> REQUIREMENTS:
**A.** Decide whether each statement agrees with the excerpt on rule generation: (i) the execution time is discussed in Sect. 4; (ii) Figures 2 and 3 show rules obtained from Table 2; (iii) the stated property follows the concept of rough sets based approximations. For each, answer yes or no and quote the deciding words of the excerpt.
**B.** Name every figure, table, or section that the excerpt on rule generation refers the reader to. Do not count the excerpt's own section heading.
**C.** Transcribe the excerpt on rule generation from "Due to information" to "sets based approximations.", keeping every character as it appears.

> SOURCE EXTRACT:
◇ ◇ ◇ ◇ ◇ ◇ ◇
We apply this property to the Apriori algorithm for realizing a rule generation system. The Apriori algorithm effectively enumerates itemsets (candidates of rules), and the support and accuracy values of every candidate are calculated by the Proved Property. Figures 2 and 3 show the obtained minimal certain rules and minimal possible rules from Table 3. As for the execution time, we discuss it in Sect. 4.

2.3 A Relation Between Rules in DISs and Rules in NISs

Let $\psi ^{actual}$ be a derived DIS with actual information from NIS $\varPhi $ (we cannot decide $\psi ^{actual}$ from $\varPhi $, but we suppose there is an actual $\psi ^{actual}$ for $\varPhi $), then we can easily have the next inclusion relation.

$$\begin{aligned}\begin{array}{ll} \{\tau ~|~\tau \text{ is } \text{ a } \text{ certain } \text{ rule } \text{ in } \varPhi \} \subseteq \{\tau ~|~\tau \text{ is } \text{ a } \text{ rule } \text{ in } \psi ^{actual}\} \\ \subseteq \{\tau ~|~\tau \text{ is } \text{ a } \text{ possible } \text{ rule } \text{ in } \varPhi \} \end{array}\end{aligned}$$

Due to information incompleteness, we know lower and upper approximations of a set of rules in $\psi ^{actual}$. This property follows the concept of rough sets based approximations.
◇ ◇ ◇ ◇ ◇ ◇ ◇
> INFORMATION SHOWN:

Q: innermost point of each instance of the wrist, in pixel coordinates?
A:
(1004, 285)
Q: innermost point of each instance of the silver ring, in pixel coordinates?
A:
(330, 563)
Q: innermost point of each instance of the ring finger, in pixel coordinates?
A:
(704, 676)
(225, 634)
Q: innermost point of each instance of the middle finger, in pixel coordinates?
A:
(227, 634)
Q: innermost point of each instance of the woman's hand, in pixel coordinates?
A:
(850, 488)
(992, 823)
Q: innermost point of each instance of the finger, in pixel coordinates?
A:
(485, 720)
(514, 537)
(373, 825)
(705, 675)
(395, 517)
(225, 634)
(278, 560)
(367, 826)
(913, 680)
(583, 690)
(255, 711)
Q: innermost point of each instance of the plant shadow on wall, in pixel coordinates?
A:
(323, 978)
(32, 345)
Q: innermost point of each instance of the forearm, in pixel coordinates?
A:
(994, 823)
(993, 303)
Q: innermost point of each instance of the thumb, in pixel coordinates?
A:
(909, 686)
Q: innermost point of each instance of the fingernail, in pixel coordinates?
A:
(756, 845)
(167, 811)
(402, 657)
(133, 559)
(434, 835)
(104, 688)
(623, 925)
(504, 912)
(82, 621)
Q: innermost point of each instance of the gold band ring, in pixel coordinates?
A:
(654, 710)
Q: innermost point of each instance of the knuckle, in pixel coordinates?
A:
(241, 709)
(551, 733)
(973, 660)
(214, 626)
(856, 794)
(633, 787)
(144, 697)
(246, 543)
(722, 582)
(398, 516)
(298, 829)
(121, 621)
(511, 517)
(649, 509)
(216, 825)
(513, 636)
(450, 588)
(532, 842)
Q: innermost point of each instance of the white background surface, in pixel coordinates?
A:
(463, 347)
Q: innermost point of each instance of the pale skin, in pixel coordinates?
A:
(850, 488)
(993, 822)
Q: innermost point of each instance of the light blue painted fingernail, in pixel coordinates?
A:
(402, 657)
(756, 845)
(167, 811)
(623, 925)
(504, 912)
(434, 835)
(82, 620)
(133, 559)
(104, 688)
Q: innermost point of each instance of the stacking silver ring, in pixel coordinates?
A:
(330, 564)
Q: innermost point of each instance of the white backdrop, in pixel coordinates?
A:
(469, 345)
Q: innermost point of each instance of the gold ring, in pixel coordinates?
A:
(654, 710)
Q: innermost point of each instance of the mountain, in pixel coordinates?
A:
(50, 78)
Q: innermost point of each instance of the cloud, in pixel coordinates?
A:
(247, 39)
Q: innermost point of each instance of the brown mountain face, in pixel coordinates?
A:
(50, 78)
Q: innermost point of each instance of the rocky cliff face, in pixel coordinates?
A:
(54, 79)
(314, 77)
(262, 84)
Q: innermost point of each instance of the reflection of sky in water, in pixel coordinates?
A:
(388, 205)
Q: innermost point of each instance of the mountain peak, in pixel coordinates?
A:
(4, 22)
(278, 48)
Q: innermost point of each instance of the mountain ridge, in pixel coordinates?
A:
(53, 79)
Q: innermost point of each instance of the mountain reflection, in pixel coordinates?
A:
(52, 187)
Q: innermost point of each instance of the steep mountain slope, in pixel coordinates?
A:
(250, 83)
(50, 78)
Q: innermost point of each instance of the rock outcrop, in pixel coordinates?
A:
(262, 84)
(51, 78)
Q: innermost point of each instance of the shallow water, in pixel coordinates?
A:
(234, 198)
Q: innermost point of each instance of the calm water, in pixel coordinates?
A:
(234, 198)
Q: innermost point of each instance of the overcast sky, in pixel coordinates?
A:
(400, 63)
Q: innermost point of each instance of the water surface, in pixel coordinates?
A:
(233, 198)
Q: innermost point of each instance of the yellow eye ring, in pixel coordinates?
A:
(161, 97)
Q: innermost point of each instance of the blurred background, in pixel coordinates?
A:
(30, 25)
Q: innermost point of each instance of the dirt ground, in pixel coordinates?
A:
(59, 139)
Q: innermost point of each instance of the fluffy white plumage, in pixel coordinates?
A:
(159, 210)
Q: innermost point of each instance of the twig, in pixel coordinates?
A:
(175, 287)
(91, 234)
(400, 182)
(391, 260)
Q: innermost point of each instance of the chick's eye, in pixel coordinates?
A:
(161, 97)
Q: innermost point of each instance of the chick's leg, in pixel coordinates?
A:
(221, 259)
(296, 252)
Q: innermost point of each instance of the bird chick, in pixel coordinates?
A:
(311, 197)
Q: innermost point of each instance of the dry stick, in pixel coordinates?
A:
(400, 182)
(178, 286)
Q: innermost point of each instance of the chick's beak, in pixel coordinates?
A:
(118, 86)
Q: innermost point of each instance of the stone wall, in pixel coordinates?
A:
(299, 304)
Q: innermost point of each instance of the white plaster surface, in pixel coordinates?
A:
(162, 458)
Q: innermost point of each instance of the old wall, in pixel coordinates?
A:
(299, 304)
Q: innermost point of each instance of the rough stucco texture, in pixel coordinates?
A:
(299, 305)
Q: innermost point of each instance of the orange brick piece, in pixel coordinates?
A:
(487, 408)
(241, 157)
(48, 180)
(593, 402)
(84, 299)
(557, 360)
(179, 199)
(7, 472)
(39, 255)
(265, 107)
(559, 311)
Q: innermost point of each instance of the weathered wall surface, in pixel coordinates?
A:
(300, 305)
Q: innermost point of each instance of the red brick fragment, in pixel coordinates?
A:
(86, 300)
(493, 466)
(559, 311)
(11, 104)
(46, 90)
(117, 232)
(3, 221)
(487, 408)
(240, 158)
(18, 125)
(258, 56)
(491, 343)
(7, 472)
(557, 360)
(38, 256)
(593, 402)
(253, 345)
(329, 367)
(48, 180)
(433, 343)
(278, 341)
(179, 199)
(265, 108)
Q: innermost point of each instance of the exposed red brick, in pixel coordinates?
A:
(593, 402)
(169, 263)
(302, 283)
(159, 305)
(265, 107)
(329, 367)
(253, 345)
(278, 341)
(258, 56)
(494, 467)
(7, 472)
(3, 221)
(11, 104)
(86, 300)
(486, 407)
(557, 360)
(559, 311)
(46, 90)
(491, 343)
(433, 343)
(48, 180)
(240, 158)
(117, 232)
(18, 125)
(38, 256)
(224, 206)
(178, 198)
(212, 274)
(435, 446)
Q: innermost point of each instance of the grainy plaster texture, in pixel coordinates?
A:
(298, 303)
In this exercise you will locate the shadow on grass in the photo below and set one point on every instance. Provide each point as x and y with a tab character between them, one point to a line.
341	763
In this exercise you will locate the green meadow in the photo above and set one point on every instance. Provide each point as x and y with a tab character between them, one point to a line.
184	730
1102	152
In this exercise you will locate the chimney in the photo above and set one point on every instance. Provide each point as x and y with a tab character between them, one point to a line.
◇ ◇ ◇ ◇ ◇ ◇ ◇
> ANSWERS TO THE EXERCISES:
**A.**
(i) Yes: "As for the execution time, we discuss it in Sect. 4."
(ii) No: "Figures 2 and 3 show the obtained minimal certain rules and minimal possible rules from Table 3."
(iii) Yes: "This property follows the concept of rough sets based approximations."

**B.** Figure 2, Figure 3, Table 3, Section 4

**C.**
Due to information incompleteness, we know lower and upper approximations of a set of rules in $\psi ^{actual}$. This property follows the concept of rough sets based approximations.